[START]
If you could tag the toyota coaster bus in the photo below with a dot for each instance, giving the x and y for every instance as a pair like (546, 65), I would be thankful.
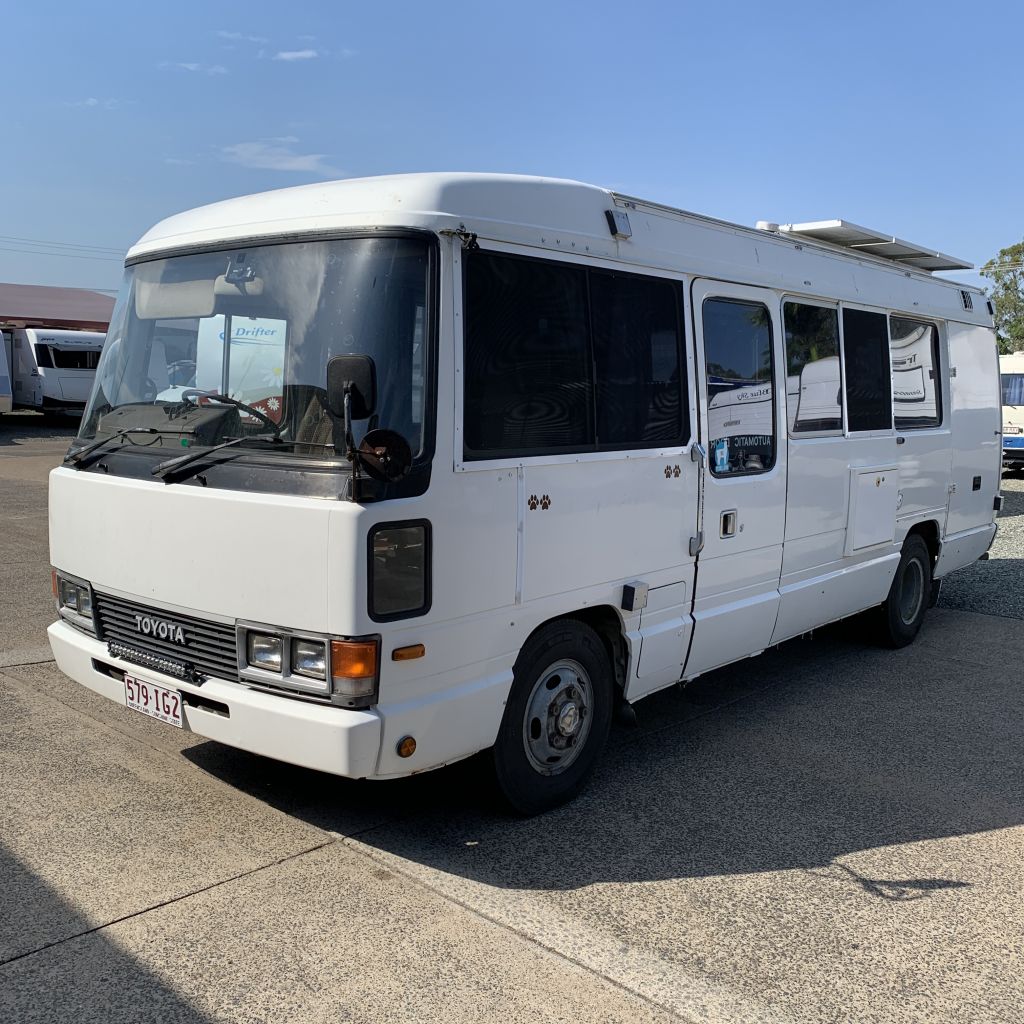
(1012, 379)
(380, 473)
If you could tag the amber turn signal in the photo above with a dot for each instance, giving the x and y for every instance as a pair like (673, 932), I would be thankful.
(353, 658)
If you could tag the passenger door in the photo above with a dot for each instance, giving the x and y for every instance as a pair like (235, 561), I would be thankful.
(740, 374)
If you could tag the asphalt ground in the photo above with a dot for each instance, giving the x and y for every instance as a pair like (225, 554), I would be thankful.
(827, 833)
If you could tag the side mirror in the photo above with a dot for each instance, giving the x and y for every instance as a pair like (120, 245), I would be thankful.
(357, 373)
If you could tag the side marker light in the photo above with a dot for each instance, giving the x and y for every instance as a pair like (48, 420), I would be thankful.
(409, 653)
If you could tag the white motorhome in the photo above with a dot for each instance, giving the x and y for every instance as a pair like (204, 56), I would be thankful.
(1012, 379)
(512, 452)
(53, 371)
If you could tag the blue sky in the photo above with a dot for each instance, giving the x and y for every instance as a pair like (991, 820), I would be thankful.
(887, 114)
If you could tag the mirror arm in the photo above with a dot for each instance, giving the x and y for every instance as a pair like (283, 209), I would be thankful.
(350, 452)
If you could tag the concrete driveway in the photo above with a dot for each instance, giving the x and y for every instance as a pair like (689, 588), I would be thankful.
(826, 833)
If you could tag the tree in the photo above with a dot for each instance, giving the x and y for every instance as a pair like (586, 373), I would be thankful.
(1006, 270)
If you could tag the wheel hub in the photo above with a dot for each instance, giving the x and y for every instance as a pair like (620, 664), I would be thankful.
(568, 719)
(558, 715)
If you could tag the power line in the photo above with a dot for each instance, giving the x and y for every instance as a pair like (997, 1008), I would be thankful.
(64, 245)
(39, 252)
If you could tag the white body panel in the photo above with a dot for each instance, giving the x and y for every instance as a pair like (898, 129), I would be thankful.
[END]
#### Task to complete
Please revise the whole listing above, putting "mark" in place of every "tag" and changing nothing else. Omit the pictures from your answer.

#### Completed exercise
If you could mark the toyota coaster bus in the photo below with a dot for each instance, giving the x and y for every instance as a pair like (546, 65), I would be thankful.
(1012, 379)
(380, 473)
If you could mark the amber turn signal in the photo above with a dot for each instance, giving the x and y for every instance as a pair like (673, 932), I would be thankful.
(353, 658)
If you could mark the passenger door in the photo above with a dot for each instance, giving the x and y for every instance as a pair like (235, 561), I would be thankful.
(740, 374)
If you could mark the asphalt ground in the photo above with a dot for each instance, giving the x and y for every instance as a pair like (225, 554), I would be thankful.
(827, 833)
If you could mark the side mirror in the photo above with a dot for each instance, giving the x and y for every instance as a pair like (120, 245), I would be thankful.
(357, 373)
If you could mark the side marker light in the photo above with a dot for each instance, giving the x and y for every instance as a pair like (48, 420), I would be thankful.
(409, 653)
If you could mark the white motorhome in the photo above with a dot for each instance, giving the x and y for every instance as a pair like (204, 56), I would be thankful.
(1012, 379)
(512, 452)
(53, 371)
If you could mark the blue sky in the photo above with a dot for each instance, giving the x and y for every instance as a pair like (991, 820), I would be thankful.
(887, 114)
If you could mark the mirror arm in the photo above with a dot for each instance, giving the x and y for every instance as a pair like (283, 209), I would be thankful.
(350, 452)
If you could mark the concrete driveway in the photo above with a dot for each instance, giving the x and y for every instance as a pair like (689, 588), I would be thankful.
(826, 833)
If you could mark the tree in the photo above with a dot for each instance, giving the x and y for every instance as a pair like (586, 373), I would be thankful.
(1006, 270)
If you could mark the wheel hub in the photo above with a dot for each instance, giving the x and y for every instance as a pair like (620, 664), I would be thankful.
(568, 719)
(558, 715)
If you could mark the power line in the photo above with a dot for each instance, giving the x and y for every instance as a pair like (997, 1008), I would be thankful.
(64, 245)
(39, 252)
If you could mark the white body panel in the photo above with a dot for each instance, giving the x and y for every instance as a pair like (898, 129), I would be thankful.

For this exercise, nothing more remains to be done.